WRITTEN PROBLEM
Transcribe the listing exactly, leaving out every picture.

RECORDS FOR THIS EXERCISE
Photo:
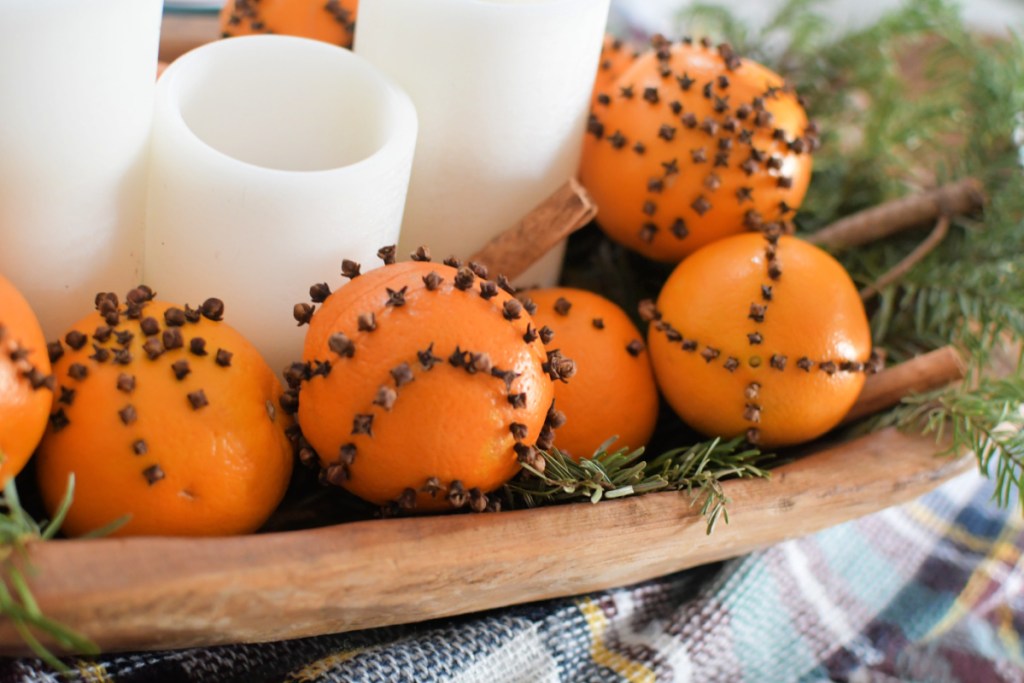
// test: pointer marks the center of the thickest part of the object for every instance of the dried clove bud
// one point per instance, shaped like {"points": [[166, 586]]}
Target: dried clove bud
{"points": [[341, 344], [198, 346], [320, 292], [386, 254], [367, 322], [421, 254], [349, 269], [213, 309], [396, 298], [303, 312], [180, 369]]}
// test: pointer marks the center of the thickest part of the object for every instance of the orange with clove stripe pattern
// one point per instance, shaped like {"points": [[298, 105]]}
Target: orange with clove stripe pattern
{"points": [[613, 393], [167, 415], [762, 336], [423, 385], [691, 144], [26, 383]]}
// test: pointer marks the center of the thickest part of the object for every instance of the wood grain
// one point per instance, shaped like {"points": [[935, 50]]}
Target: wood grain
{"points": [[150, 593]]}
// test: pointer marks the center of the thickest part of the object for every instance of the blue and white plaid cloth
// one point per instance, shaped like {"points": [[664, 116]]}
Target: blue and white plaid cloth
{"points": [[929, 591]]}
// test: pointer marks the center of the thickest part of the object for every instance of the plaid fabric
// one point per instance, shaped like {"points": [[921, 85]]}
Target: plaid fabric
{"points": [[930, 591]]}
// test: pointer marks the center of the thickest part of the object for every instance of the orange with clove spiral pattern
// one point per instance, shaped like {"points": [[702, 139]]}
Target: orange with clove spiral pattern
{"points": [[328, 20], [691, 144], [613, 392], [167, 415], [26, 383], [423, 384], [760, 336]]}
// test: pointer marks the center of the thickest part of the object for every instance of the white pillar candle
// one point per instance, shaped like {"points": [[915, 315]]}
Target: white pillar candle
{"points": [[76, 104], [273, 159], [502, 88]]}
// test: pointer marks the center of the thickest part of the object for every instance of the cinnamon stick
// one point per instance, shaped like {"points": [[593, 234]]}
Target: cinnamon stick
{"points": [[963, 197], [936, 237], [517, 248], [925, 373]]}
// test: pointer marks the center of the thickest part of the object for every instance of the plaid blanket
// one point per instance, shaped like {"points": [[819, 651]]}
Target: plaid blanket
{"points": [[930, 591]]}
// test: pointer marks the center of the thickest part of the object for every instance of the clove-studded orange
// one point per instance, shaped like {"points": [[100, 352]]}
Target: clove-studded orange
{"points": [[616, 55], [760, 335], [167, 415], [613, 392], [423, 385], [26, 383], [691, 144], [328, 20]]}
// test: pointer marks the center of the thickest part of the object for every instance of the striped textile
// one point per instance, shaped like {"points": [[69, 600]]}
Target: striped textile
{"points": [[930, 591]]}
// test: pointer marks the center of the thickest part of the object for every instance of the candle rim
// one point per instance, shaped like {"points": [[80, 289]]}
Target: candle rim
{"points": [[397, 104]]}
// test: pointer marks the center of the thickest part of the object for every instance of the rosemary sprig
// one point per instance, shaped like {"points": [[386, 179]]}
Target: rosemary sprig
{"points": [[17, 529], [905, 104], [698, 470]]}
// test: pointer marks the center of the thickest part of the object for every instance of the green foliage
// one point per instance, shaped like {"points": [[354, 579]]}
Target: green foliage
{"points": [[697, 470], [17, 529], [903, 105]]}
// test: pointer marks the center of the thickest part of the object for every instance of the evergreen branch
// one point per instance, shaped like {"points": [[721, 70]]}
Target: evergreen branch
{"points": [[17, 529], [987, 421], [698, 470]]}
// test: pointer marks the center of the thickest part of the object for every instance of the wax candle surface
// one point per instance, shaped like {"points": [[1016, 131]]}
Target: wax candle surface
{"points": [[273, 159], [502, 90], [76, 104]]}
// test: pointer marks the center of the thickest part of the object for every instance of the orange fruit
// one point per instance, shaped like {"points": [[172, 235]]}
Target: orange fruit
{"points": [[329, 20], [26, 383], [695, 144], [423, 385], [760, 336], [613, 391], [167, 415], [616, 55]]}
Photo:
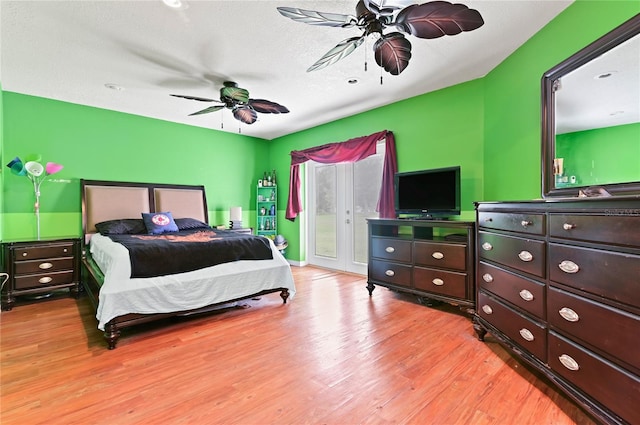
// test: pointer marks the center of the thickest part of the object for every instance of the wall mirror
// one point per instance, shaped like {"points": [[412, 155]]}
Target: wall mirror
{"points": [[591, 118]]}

CORRECT OUTPUT
Photo:
// test: pointer marks the center of the thickest part of the object for every instance of the dried clove bud
// one point per instance, shaped like {"points": [[166, 586]]}
Target: dried clove bud
{"points": [[341, 344], [198, 346], [320, 292], [386, 254], [367, 322], [421, 254], [349, 269], [213, 309], [396, 298], [303, 312], [180, 369]]}
// test: pointer marks the center of the thickest part of the object for every instance of the orange with clove stripe pattern
// one point per instance, shaped like {"points": [[298, 105]]}
Target: orange with clove stripe pattern
{"points": [[613, 393], [167, 415], [762, 336], [423, 385], [691, 144], [26, 383]]}
// test: pointer marks the center of the thickest part of the object for every instance of the wood grain
// one point per instance, shaped like {"points": [[935, 50]]}
Target: wood grain
{"points": [[150, 593]]}
// test: pointer marks the center of the thickest part of the object for every instance of the blue and white plaid cloth
// one point per instance, shaped like {"points": [[664, 116]]}
Target: blue and white plaid cloth
{"points": [[929, 591]]}
// test: pointer marks the center of the thickest part of the object for every instance of the plaid fabric
// one point per instance, shaped like {"points": [[921, 85]]}
Target: plaid fabric
{"points": [[930, 591]]}
// test: pointer marks the center of the thickest part of the object for every instance of the orange with clove spiral pattern
// one point per instance, shaped like {"points": [[702, 139]]}
Target: orange with clove spiral pattern
{"points": [[328, 20], [691, 144], [613, 392], [167, 415], [26, 383], [423, 384], [760, 336]]}
// test: pointer marks the center of the thickest part of the object for every instance of the white pillar candle
// one point per instance, shaped like {"points": [[915, 315]]}
Target: white pillar candle
{"points": [[76, 104], [273, 159], [502, 88]]}
// test: pointer marks the center of the thickest part of the object for every instance of the cinnamon stick
// one point per instance, shaped like {"points": [[593, 234]]}
Target: cinnamon stick
{"points": [[963, 197], [936, 237], [517, 248], [925, 373]]}
// test: pointer marks the center of the thickest part of the object for every instance of the plaid blanket
// one point per instance, shaped like {"points": [[819, 651]]}
Target: plaid blanket
{"points": [[930, 591]]}
// test: pointer marks the center of the thickest part of the object for every instance of the clove-studded orange
// one point per instance, shaped like {"points": [[100, 352]]}
Target: clove-studded orange
{"points": [[616, 55], [760, 335], [167, 415], [613, 392], [423, 385], [26, 383], [691, 144], [328, 20]]}
// test: pointer marks the center of the thickest part of the object for every instance of the striped textile
// one point per instance, shaped like {"points": [[69, 600]]}
Target: striped textile
{"points": [[930, 591]]}
// test: pointer marks the center of the thickest part of the object for every instance of the candle rim
// one point per instance, shaped like {"points": [[80, 289]]}
Target: candle rim
{"points": [[397, 104]]}
// test: pointer marks the center of the thickest part of the object for every instance of the rosemary sprig
// one point per instance, shaped like {"points": [[386, 179]]}
Target: rosemary sprig
{"points": [[17, 529], [905, 104], [698, 470]]}
// test: pointer marks the center of the thickest part of the object for every instance of the green foliage
// one point per instance, shaped like {"points": [[354, 579]]}
Target: green foliage
{"points": [[697, 470], [17, 529], [903, 105]]}
// test: pointer marks the center of the thickest part of the object for every instance of the evergreen branch
// one point per instance, shaped like {"points": [[721, 70]]}
Target: evergreen branch
{"points": [[17, 529], [987, 421], [698, 470]]}
// test: pointer marks the center of the thickest part of the object for every instance of the wax candle surface
// one point per instance, shaped like {"points": [[1016, 131]]}
Target: wax candle surface
{"points": [[273, 159], [502, 90], [76, 104]]}
// test: pointer marks the center of the thickest part of the object for every instance of the orange fruit
// one point per instance, shaped like {"points": [[172, 235]]}
Target: orange fruit
{"points": [[329, 20], [26, 383], [695, 144], [423, 385], [760, 336], [613, 391], [167, 415], [616, 55]]}
Photo:
// test: pointer marks the center of the thickest part of the object for every instance of the wall mirror
// one point per instance, shaped like {"points": [[412, 155]]}
Target: wall mirror
{"points": [[591, 118]]}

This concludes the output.